Supplied data below:

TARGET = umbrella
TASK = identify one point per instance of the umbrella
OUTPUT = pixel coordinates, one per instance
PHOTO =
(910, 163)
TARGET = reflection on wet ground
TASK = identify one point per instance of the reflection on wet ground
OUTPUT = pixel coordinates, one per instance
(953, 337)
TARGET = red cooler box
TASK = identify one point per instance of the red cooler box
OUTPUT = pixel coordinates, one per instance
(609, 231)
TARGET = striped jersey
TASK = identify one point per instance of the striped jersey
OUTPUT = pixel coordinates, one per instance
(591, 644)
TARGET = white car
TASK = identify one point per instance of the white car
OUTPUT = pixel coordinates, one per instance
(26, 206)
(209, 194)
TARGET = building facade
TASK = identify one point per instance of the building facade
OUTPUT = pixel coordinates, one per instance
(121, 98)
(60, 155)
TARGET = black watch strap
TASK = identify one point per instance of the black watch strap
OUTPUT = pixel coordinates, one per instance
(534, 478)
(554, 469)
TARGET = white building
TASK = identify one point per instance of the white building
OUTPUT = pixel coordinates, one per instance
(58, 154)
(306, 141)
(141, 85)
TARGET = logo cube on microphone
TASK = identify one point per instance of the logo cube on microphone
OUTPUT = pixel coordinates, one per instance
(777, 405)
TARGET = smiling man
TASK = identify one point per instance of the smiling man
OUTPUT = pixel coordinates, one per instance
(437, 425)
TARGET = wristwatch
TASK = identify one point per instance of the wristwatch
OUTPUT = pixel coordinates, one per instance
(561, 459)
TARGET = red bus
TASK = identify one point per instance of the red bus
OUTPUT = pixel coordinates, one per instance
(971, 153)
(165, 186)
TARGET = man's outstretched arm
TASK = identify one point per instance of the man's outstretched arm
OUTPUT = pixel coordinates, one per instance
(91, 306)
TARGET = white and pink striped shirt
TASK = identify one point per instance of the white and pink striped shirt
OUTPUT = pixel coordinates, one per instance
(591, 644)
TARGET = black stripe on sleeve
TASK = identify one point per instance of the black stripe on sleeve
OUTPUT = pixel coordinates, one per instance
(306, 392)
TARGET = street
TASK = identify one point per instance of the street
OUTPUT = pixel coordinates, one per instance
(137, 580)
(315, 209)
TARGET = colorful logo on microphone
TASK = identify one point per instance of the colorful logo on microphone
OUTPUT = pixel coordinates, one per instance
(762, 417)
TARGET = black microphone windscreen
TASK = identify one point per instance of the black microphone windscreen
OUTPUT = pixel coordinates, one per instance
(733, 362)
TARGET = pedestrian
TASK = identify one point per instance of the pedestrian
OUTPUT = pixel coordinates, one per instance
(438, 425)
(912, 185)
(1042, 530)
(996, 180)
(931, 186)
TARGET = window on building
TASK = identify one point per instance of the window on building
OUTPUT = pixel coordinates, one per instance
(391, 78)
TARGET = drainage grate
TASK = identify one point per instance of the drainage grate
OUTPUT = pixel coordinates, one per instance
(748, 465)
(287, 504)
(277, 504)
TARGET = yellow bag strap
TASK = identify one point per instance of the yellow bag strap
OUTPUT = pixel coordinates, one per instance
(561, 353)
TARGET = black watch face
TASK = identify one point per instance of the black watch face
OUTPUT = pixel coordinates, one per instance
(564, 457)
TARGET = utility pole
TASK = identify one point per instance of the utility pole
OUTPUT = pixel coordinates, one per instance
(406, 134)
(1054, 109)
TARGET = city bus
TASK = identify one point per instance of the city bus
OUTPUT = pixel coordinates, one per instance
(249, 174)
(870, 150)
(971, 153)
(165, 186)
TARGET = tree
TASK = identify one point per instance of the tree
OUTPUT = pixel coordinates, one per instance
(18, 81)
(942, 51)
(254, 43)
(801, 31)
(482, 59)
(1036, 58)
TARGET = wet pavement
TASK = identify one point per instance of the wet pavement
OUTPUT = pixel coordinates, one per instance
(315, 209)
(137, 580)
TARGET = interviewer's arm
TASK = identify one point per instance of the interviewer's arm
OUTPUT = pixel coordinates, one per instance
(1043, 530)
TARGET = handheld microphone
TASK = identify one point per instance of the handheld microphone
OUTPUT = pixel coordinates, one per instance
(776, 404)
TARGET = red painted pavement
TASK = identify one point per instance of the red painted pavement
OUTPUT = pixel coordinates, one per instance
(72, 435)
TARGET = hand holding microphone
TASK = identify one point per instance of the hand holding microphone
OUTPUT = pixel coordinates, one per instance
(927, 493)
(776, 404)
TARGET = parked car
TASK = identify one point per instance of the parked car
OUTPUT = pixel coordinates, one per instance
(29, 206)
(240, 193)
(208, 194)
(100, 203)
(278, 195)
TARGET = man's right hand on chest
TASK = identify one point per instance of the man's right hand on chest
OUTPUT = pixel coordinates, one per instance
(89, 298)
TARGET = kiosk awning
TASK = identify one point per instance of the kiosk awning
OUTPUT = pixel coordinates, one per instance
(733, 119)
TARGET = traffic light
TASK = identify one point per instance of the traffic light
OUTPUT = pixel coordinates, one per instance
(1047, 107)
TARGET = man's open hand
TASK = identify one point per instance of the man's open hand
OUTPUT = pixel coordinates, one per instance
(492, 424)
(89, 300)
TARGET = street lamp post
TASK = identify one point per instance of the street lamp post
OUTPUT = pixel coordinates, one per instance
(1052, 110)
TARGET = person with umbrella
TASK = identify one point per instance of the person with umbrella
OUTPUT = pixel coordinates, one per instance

End of Supplied data.

Write the data out again in full. Match it word for word.

Your solution –
TARGET = umbrella
TASK = identify one point per instance of the umbrella
OUTPUT = pixel coordinates, one per instance
PHOTO =
(910, 163)
TARGET = reflection on wet ground
TASK = identify one point per instance of the reflection on wet ground
OUTPUT = pixel coordinates, one per instance
(953, 337)
TARGET = red cooler box
TASK = identify one point per instance of the red cooler box
OUTPUT = pixel coordinates, one per instance
(609, 231)
TARGET = striped jersey
TASK = identify one point per instance of the striped jersey
OUTPUT = pixel coordinates, one per instance
(591, 644)
TARGET = white car
TASK = identify one point per instance of the white car
OUTPUT = pixel coordinates, one per instance
(26, 206)
(209, 194)
TARGET = building facade
TASK = identify one point per instance of the building facade
OUTPUT = pixel coordinates, one per instance
(121, 98)
(60, 155)
TARGET = black watch strap
TASK = identify one point per instance of the black watch strap
OUTPUT = pixel coordinates, one per instance
(534, 478)
(554, 469)
TARGET = white building
TASK = identify one point per instance of the white building
OUTPUT = pixel coordinates, one per instance
(58, 154)
(306, 141)
(141, 85)
TARGET = logo cube on microphone
TASK = identify one point per instance of the logo cube on microphone
OUTPUT = pixel coordinates, one per instance
(777, 405)
TARGET = smiling man
TASK = identify one point per instance of the smiling man
OUTPUT = pixel coordinates, one per instance
(437, 425)
TARGET = wristwatch
TASK = identify one point per instance of the wristwatch
OUTPUT = pixel coordinates, one per instance
(561, 459)
TARGET = red bus
TASK = identify one point per instance of the red bus
OUTPUT = pixel coordinates, one per instance
(971, 153)
(165, 186)
TARGET = man's outstretched arm
TASK = identify one point per instance of the man's outstretched arm
OUTPUT = pixel coordinates, one per instance
(91, 306)
TARGET = white and pink striped shirt
TASK = identify one point per instance of the white and pink striped shirt
OUTPUT = pixel coordinates, one per instance
(591, 644)
TARGET = black stripe on sleeve
TASK = identify one point per instance of the black stripe on sleeve
OUTPUT = pixel coordinates, one per instance
(306, 392)
TARGET = street
TASK = identify one point per instance of the street
OUTPUT = pixel coordinates, one per instance
(137, 580)
(315, 209)
TARGET = colorful logo on microphone
TASK = identify one point per instance of the colorful logo on microphone
OUTPUT = pixel coordinates, one per instance
(762, 417)
TARGET = black microphone windscreen
TASK = identify one point per instance of the black microphone windscreen
OUTPUT = pixel coordinates, one per instance
(733, 362)
TARGET = pedestrian
TASK = identify one point per instance of the pedestrian
OUTPUT = pixel coordinates, one per instance
(438, 425)
(912, 185)
(1042, 530)
(996, 180)
(931, 186)
TARGET = window on building
TASK = identify one point per instance of the window on building
OUTPUT = pixel coordinates, one per instance
(391, 78)
TARGET = drainage grate
TASK = identify one point per instance of the drainage grate
OUTPUT = pixel coordinates, one per instance
(748, 465)
(287, 504)
(277, 504)
TARGET = yellow bag strap
TASK = identify one point per instance of the yellow bag strap
OUTPUT = pixel coordinates, one per instance
(561, 353)
TARGET = black watch face
TASK = identify one point per instance of the black watch face
OUTPUT = pixel coordinates, one per instance
(564, 457)
TARGET = utility pole
TASK = identify one point per instance of the utility pole
OUTPUT = pixel coordinates, one per instance
(406, 134)
(1054, 109)
TARGET = city bus
TASK = identify one point per instance of the city bus
OUTPUT = pixel coordinates, one per instance
(249, 174)
(870, 150)
(971, 153)
(165, 186)
TARGET = tree
TASK = identify one point per instance of the tree
OUTPUT = pixel coordinates, one per instance
(18, 81)
(942, 51)
(254, 43)
(801, 31)
(482, 59)
(1036, 58)
TARGET = wet pavement
TASK = identify one point per instance of the wet pavement
OUTPUT = pixel coordinates, one per instance
(315, 209)
(137, 580)
TARGET = interviewer's arm
TASK = identify one point per instance of the interviewer's arm
OUTPUT = pixel coordinates, one per instance
(1043, 530)
TARGET = handheld microphone
TASK = identify one point per instance of the handheld microphone
OUTPUT = pixel coordinates, one per instance
(776, 404)
TARGET = red painted pavement
TASK = identify one point per instance of the red painted pavement
OUTPUT = pixel coordinates, one per instance
(72, 435)
TARGET = hand holding microphone
TASK = identify one point per instance of the hand holding microphone
OUTPUT = pixel coordinates, one per instance
(927, 493)
(776, 404)
TARGET = parked car
TASK = identify one point per instance of the parked car
OUTPUT = pixel coordinates, one per instance
(29, 206)
(240, 193)
(208, 194)
(100, 203)
(278, 195)
TARGET = man's right hand on chest
TASK = identify one point per instance of the man's right hand on chest
OUTPUT = pixel coordinates, one per instance
(89, 298)
TARGET = kiosk awning
TASK = identify one point per instance of the kiosk awning
OUTPUT = pixel coordinates, one per instance
(733, 119)
TARGET = traffic light
TASK = identify one point per instance of the traffic light
OUTPUT = pixel coordinates, one per instance
(1047, 107)
TARGET = man's open hand
TASK = identify one point per instance of the man's open hand
OUTPUT = pixel coordinates, one per instance
(492, 424)
(89, 300)
TARGET = street lamp post
TASK = identify one point per instance of the street lamp post
OUTPUT = pixel coordinates, one per instance
(1052, 110)
TARGET = person with umbrella
TASK = identify one point per instance of the person with umbrella
OUTPUT = pixel coordinates, one per instance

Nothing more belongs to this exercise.